:: Goal ::
Present the lines below as a Markdown table with two columns, Row and Text. Number each nonblank line in Row and put the line itself in Text.

:: Input records ::

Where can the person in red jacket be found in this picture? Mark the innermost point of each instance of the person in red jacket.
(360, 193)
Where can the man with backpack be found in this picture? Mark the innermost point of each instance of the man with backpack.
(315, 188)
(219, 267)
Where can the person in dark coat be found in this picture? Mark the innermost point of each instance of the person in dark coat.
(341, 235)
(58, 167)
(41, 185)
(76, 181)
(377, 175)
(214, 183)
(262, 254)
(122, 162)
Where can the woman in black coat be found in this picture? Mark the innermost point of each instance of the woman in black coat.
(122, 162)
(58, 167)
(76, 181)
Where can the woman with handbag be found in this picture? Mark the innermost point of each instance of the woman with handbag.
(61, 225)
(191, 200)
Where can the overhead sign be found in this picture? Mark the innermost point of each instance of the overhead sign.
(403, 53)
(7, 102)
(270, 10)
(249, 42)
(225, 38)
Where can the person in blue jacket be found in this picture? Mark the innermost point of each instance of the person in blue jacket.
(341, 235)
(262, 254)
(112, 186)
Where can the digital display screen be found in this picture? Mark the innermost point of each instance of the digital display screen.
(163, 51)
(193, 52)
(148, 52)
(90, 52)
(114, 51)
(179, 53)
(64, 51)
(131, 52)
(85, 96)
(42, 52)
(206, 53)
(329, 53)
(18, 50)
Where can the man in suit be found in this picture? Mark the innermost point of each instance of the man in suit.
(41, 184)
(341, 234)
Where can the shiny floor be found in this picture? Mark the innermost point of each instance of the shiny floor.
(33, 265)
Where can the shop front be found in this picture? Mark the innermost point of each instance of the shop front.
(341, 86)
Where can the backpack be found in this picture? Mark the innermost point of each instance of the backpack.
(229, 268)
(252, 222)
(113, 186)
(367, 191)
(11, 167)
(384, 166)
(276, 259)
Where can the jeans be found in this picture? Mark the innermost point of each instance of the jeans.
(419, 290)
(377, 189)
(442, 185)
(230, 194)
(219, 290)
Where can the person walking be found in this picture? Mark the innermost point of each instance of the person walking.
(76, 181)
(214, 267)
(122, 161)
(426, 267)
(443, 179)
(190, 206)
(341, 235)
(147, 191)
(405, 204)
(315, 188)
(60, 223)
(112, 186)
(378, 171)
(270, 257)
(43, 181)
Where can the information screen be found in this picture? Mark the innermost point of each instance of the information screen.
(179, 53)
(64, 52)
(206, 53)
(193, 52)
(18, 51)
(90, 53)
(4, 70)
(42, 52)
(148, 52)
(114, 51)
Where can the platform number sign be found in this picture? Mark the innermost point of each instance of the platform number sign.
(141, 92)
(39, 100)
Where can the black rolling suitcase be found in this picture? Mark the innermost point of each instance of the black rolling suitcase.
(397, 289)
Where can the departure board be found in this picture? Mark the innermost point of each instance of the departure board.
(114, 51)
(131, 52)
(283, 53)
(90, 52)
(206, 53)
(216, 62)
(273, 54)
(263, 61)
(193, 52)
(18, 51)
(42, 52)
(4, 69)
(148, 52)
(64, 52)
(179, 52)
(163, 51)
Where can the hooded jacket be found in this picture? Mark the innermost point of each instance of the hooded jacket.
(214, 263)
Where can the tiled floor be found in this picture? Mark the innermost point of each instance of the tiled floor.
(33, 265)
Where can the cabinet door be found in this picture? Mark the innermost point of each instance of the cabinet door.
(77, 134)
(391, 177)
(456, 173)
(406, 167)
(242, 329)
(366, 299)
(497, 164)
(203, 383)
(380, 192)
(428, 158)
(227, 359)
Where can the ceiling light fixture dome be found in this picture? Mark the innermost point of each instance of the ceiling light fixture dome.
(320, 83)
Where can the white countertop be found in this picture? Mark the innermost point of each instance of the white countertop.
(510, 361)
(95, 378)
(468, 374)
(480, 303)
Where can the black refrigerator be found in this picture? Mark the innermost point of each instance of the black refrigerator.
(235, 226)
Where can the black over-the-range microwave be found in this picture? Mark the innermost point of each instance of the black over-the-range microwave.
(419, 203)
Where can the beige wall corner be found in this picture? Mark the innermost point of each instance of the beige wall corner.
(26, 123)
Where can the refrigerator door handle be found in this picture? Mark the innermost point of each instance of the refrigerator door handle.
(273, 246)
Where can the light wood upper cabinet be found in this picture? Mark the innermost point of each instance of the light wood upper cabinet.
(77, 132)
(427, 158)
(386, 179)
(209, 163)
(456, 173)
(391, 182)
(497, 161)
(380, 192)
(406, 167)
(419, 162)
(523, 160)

:: Output for this exercise ::
| Row | Text |
|---|---|
| 1 | Where can the person in red jacket be found in this picture? Mark the innermost point of each instance of the person in red jacket. |
| 2 | (360, 193) |
| 3 | Where can the man with backpack be found in this picture? Mark the innermost point of each instance of the man with backpack. |
| 4 | (315, 188) |
| 5 | (219, 267) |
| 6 | Where can the person in dark coat be found in this picture? Mark the innermost point of each instance of the person in dark coat. |
| 7 | (341, 235) |
| 8 | (58, 167) |
| 9 | (41, 185) |
| 10 | (76, 181) |
| 11 | (377, 175) |
| 12 | (214, 183) |
| 13 | (262, 254) |
| 14 | (122, 162) |
| 15 | Where can the woman in black coat be found in this picture? Mark the innermost point of each instance of the woman in black coat. |
| 16 | (122, 162) |
| 17 | (58, 167) |
| 18 | (76, 181) |
| 19 | Where can the woman with handbag be found in this picture? Mark the innermost point of each instance of the woman with handbag. |
| 20 | (61, 225) |
| 21 | (191, 200) |
| 22 | Where can the overhead sign be found in this picture? Mark the innermost point of each instance of the overhead sign. |
| 23 | (403, 53) |
| 24 | (7, 102) |
| 25 | (270, 10) |
| 26 | (249, 42) |
| 27 | (225, 38) |
| 28 | Where can the person in blue jacket be found in this picture? Mark the innermost point of each instance of the person in blue jacket. |
| 29 | (341, 235) |
| 30 | (262, 254) |
| 31 | (112, 186) |
| 32 | Where can the digital display screen be found in this picture? Mark the innermost point of each instance of the digital display screen. |
| 33 | (163, 51) |
| 34 | (193, 52) |
| 35 | (148, 52) |
| 36 | (90, 52) |
| 37 | (114, 51) |
| 38 | (179, 53) |
| 39 | (64, 51) |
| 40 | (131, 52) |
| 41 | (85, 96) |
| 42 | (42, 52) |
| 43 | (206, 53) |
| 44 | (329, 53) |
| 45 | (18, 50) |
| 46 | Where can the man in suit be found in this picture? Mark the innermost point of each instance of the man in suit. |
| 47 | (41, 184) |
| 48 | (341, 234) |
| 49 | Where can the shiny floor be found in this picture? Mark the innermost point of each instance of the shiny floor. |
| 50 | (33, 265) |
| 51 | Where can the shop front be found in this picture? Mark the innermost point of each instance of the shop front. |
| 52 | (341, 86) |
| 53 | Where can the backpack be found in this picture? Mark the innermost point of each instance of the backpack. |
| 54 | (229, 268) |
| 55 | (252, 222) |
| 56 | (113, 186) |
| 57 | (367, 191) |
| 58 | (11, 167) |
| 59 | (384, 166) |
| 60 | (276, 259) |
| 61 | Where can the jeans be found in this picture? Mark the innermost point of each instance of the jeans. |
| 62 | (419, 290) |
| 63 | (377, 189) |
| 64 | (442, 185) |
| 65 | (230, 194) |
| 66 | (219, 290) |
| 67 | Where can the person walking be found in this picture? Mark the innermost point of each instance of the person walking. |
| 68 | (76, 181) |
| 69 | (214, 267) |
| 70 | (122, 161) |
| 71 | (426, 267) |
| 72 | (443, 179) |
| 73 | (190, 206) |
| 74 | (341, 235) |
| 75 | (147, 191) |
| 76 | (405, 204) |
| 77 | (315, 188) |
| 78 | (60, 223) |
| 79 | (112, 186) |
| 80 | (378, 171) |
| 81 | (270, 257) |
| 82 | (43, 181) |
| 83 | Where can the information screen be found in this picture? Mark the innermost point of each instance of the information screen. |
| 84 | (179, 53) |
| 85 | (64, 52) |
| 86 | (206, 53) |
| 87 | (193, 52) |
| 88 | (18, 51) |
| 89 | (90, 53) |
| 90 | (4, 70) |
| 91 | (42, 52) |
| 92 | (148, 52) |
| 93 | (114, 51) |
| 94 | Where can the platform number sign be found in this picture? Mark the innermost point of each instance of the platform number sign. |
| 95 | (141, 92) |
| 96 | (39, 100) |
| 97 | Where can the black rolling suitcase be found in this picture? Mark the innermost point of each instance of the black rolling suitcase. |
| 98 | (397, 289) |
| 99 | Where can the departure board be found in this picture? Mark the innermost point of each instance of the departure board. |
| 100 | (114, 51) |
| 101 | (131, 52) |
| 102 | (283, 53) |
| 103 | (90, 52) |
| 104 | (206, 53) |
| 105 | (216, 62) |
| 106 | (273, 54) |
| 107 | (263, 61) |
| 108 | (193, 52) |
| 109 | (18, 51) |
| 110 | (42, 52) |
| 111 | (4, 69) |
| 112 | (148, 52) |
| 113 | (64, 52) |
| 114 | (179, 52) |
| 115 | (163, 51) |
| 116 | Where can the hooded jacket be found in this picture? Mark the innermost point of each instance of the hooded jacket. |
| 117 | (214, 263) |
| 118 | Where can the tiled floor be found in this picture? Mark the innermost point of each instance of the tiled floor. |
| 119 | (33, 265) |
| 120 | Where can the cabinet door be found in this picture? Mark the innermost point of each instance of the cabinet door. |
| 121 | (77, 134) |
| 122 | (391, 177) |
| 123 | (456, 173) |
| 124 | (406, 167) |
| 125 | (242, 329) |
| 126 | (366, 299) |
| 127 | (497, 164) |
| 128 | (203, 383) |
| 129 | (380, 192) |
| 130 | (428, 158) |
| 131 | (227, 359) |
| 132 | Where can the ceiling light fixture dome be found in this picture? Mark the innermost point of each instance of the ceiling light fixture dome. |
| 133 | (320, 83) |
| 134 | Where can the white countertop be found in this picture? Mark the innermost point of each instance of the white countertop. |
| 135 | (510, 361) |
| 136 | (95, 378) |
| 137 | (468, 374) |
| 138 | (480, 303) |
| 139 | Where can the black refrigerator be found in this picture? Mark the innermost point of each instance of the black refrigerator. |
| 140 | (235, 226) |
| 141 | Where can the black over-the-range microwave be found in this picture? Mark the innermost point of each instance of the black over-the-range microwave. |
| 142 | (419, 203) |
| 143 | Where can the beige wall corner be found in this picture? Mark the innermost point of each instance of the beige wall corner. |
| 144 | (26, 123) |
| 145 | Where can the refrigerator door handle be found in this picture? Mark the innermost point of each instance of the refrigerator door handle. |
| 146 | (273, 246) |
| 147 | Where can the light wood upper cabinet be found in this picture? Mark the innermost point of each instance of the light wood upper cabinet. |
| 148 | (77, 132) |
| 149 | (427, 158) |
| 150 | (386, 179) |
| 151 | (209, 163) |
| 152 | (456, 173) |
| 153 | (391, 182) |
| 154 | (497, 161) |
| 155 | (380, 192) |
| 156 | (406, 167) |
| 157 | (419, 162) |
| 158 | (523, 160) |